TAREAS DEL EJERCICIO:
1. Copia de la carta sobre Malvinas el fragmento que empieza en "Por Antonio Caponnetto" y termina en "de María Santísima.".
2. Según la carta sobre Malvinas, ¿por qué quien escribe nunca había contado en público lo que va a relatar? Responde en una a tres oraciones.

Por Antonio Caponnetto
Querido Marcelo:
Me pides que te
escriba algo sobre Malvinas, para El
Caballero de Nuestra Señora, con motivo de los 25 años del inolvidable 2 de
abril.
Si me lo permites, te
escribiré algo que nunca he contado en público por temor a que se confunda con
vanagloria.
¿Primicia de El Caballero...? Nada de eso. A
nosotros, las únicas primicias que nos tienen que importar son las de la
salvación que, como ha recordado Benedicto XVI en su Homilía sobre la Natividad
de la Virgen del 2005, nos llegan gracias a los méritos de María Santísima.
Ocurrió lo siguiente:
Hacia fines del 2004, en una de las visitas habituales a la librería Santiago
Apóstol, me llamó la atención un libro entonces reciente: Malvinas: la última guerra romántica. Su autor, un veterano de la
contienda, el Teniente de Infantería Comando Dámaso Guillermo Soraires.
Adquirí la obra,
publicada por Ediciones Camino del Bajo,
y al llegar a la página 77, lo que empecé a leer me
causó sorpresa, emoción, gratitud y un llanto contenido que todavía me asalta
en cada releída.
Cuenta Soraires que
el Teniente Frecha encontró el cuerpo sin vida del glorioso Subteniente Oscar
Silva, caído en combate. En la chaquetilla de su uniforme de batalla había “una
poesía que recordaba muy bien”, titulada “Maestro de Combatientes”. Soraires
agrega entonces, antes de seguir con el relato, una evocación en prosa de unos
versos míos que incluí en el prólogo que me pidiera para su libro el entrañable
amigo Miguel Angel Ferreyra Liendo. La
parte evocada en prosa es aquella que dice en el original: “Que no me ofrezcan lo que nunca tuve / por compensar lo que nos han quitado,/ el honor de decir: donde yo estuve/ flamea un estandarte soberano”. Acota al
fin Soraires, que el Teniente Frecha llevaba consigo aquel poema postrero del
Subteniente Silva, y al que el caído había titulado “Maestro de Combatientes”.

Registros de una fuente de datos:
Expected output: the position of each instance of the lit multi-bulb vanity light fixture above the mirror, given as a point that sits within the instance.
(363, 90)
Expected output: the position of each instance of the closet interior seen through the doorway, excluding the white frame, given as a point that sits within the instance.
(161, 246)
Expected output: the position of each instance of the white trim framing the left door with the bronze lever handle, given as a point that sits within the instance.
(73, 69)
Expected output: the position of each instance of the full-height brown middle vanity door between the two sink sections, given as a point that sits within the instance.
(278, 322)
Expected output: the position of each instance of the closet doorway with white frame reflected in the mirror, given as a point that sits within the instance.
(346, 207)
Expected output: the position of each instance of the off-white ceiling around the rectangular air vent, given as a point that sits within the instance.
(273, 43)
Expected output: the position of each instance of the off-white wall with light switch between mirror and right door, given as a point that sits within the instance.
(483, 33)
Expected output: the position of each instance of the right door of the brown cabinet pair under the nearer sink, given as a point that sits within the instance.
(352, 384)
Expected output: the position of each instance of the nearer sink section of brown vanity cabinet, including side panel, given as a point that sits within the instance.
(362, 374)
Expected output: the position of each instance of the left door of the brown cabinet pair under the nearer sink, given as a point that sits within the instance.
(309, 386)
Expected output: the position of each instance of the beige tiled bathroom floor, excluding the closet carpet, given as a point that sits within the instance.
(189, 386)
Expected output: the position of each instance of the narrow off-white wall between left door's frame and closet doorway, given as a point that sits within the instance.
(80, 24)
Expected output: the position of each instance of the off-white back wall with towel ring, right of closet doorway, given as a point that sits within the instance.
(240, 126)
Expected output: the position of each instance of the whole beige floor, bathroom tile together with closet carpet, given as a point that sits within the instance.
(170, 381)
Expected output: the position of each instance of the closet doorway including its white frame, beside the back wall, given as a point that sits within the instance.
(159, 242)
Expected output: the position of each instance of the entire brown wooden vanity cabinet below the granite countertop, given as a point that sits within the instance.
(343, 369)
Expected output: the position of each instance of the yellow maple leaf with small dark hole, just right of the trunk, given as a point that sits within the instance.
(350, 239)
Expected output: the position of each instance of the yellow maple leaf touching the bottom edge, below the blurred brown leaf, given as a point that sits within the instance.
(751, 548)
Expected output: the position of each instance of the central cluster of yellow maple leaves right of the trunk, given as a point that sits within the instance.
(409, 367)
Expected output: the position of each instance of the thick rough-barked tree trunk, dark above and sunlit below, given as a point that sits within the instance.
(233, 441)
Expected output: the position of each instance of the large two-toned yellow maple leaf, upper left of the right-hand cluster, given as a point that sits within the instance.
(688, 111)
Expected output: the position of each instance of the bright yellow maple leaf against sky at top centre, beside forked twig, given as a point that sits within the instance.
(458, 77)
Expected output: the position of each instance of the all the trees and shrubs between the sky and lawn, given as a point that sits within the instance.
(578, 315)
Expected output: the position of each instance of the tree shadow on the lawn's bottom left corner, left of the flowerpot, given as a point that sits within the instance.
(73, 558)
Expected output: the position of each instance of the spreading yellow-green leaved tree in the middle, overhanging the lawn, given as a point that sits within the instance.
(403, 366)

---

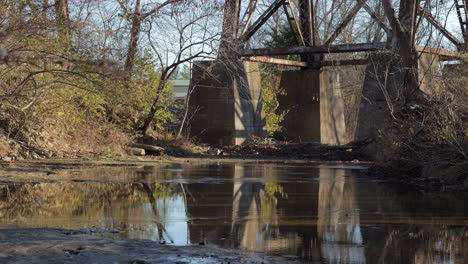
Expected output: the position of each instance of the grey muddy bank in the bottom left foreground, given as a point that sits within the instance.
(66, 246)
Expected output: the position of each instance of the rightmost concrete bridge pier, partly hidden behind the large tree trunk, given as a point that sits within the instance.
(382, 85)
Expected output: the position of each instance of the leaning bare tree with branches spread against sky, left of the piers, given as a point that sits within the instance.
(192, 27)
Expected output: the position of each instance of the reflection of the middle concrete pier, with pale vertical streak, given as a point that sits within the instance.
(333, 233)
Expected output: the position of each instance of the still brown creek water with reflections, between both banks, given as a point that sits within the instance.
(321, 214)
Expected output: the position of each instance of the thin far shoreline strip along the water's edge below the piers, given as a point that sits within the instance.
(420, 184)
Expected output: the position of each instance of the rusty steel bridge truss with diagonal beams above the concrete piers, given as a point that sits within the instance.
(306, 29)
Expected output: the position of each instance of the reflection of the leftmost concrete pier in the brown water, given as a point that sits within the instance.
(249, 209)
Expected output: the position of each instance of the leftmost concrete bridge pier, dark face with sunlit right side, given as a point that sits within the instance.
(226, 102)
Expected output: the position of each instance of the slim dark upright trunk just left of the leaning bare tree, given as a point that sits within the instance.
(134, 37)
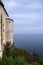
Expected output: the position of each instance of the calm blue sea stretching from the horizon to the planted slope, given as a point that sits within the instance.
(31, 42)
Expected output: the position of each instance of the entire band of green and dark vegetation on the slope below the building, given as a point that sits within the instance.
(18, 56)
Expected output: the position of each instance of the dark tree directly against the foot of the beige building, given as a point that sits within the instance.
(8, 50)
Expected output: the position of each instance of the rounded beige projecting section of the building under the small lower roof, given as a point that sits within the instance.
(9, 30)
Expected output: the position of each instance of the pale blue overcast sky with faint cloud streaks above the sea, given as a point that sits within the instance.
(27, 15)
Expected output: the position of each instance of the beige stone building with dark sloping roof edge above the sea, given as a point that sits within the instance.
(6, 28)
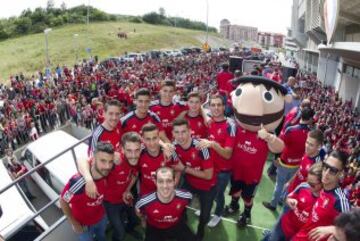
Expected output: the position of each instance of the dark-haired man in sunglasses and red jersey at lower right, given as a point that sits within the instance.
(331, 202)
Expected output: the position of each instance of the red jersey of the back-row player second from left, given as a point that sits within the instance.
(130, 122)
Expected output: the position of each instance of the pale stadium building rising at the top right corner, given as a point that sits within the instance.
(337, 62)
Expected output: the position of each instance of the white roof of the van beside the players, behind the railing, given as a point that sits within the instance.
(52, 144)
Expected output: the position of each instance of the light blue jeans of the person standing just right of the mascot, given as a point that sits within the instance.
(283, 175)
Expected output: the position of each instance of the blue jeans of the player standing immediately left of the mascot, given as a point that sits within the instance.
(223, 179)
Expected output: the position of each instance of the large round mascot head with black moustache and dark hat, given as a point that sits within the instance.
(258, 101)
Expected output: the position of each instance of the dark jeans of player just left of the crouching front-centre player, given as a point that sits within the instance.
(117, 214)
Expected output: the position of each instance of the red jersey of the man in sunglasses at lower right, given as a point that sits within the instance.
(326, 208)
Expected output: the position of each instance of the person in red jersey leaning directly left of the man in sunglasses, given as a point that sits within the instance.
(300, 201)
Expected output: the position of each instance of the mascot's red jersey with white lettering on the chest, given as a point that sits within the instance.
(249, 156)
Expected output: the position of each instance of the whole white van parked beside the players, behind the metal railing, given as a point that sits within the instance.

---

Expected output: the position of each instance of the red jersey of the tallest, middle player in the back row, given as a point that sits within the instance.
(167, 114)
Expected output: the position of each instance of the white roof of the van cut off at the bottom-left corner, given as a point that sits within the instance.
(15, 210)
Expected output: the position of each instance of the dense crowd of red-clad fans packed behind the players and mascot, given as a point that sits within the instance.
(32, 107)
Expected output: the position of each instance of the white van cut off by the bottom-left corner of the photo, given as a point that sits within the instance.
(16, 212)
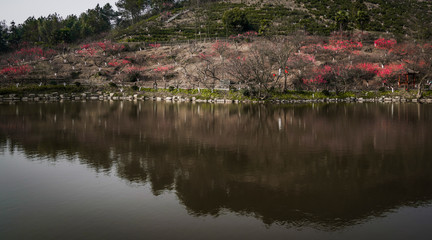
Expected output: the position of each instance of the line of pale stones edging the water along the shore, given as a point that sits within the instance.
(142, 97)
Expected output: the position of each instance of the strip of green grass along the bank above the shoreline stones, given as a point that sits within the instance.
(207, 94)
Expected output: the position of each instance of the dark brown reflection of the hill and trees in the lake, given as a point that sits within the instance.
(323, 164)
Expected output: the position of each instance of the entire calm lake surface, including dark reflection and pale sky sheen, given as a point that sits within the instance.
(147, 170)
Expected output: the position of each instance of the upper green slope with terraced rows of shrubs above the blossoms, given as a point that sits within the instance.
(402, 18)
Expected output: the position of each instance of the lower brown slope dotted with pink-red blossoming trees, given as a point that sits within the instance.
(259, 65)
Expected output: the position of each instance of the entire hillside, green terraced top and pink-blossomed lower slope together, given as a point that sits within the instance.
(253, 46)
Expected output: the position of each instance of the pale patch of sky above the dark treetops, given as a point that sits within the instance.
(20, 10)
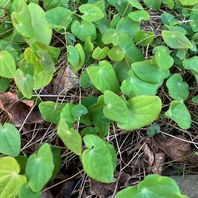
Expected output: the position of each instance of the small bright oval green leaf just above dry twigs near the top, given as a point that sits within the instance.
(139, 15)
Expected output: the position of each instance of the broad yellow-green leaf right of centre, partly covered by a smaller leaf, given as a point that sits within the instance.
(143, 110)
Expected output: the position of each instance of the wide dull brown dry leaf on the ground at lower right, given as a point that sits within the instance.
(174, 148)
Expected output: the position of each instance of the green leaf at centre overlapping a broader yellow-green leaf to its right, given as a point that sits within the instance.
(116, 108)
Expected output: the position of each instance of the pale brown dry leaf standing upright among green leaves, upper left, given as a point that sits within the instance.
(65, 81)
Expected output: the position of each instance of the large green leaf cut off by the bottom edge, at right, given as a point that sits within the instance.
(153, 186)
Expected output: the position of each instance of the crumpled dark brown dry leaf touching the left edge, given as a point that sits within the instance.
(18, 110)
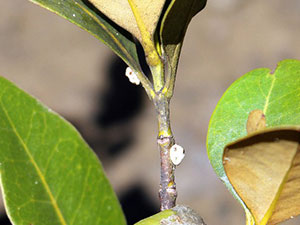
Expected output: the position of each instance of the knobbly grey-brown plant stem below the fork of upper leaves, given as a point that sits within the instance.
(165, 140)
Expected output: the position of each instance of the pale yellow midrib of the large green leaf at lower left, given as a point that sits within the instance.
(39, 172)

RESPUESTAS DE TAREAS:
1.
Por Antonio Caponnetto
Querido Marcelo:
Me pides que te
escriba algo sobre Malvinas, para El
Caballero de Nuestra Señora, con motivo de los 25 años del inolvidable 2 de
abril.
Si me lo permites, te
escribiré algo que nunca he contado en público por temor a que se confunda con
vanagloria.
¿Primicia de El Caballero...? Nada de eso. A
nosotros, las únicas primicias que nos tienen que importar son las de la
salvación que, como ha recordado Benedicto XVI en su Homilía sobre la Natividad
de la Virgen del 2005, nos llegan gracias a los méritos de María Santísima.

2. Nunca lo había contado en público por temor a que se confundiera con vanagloria.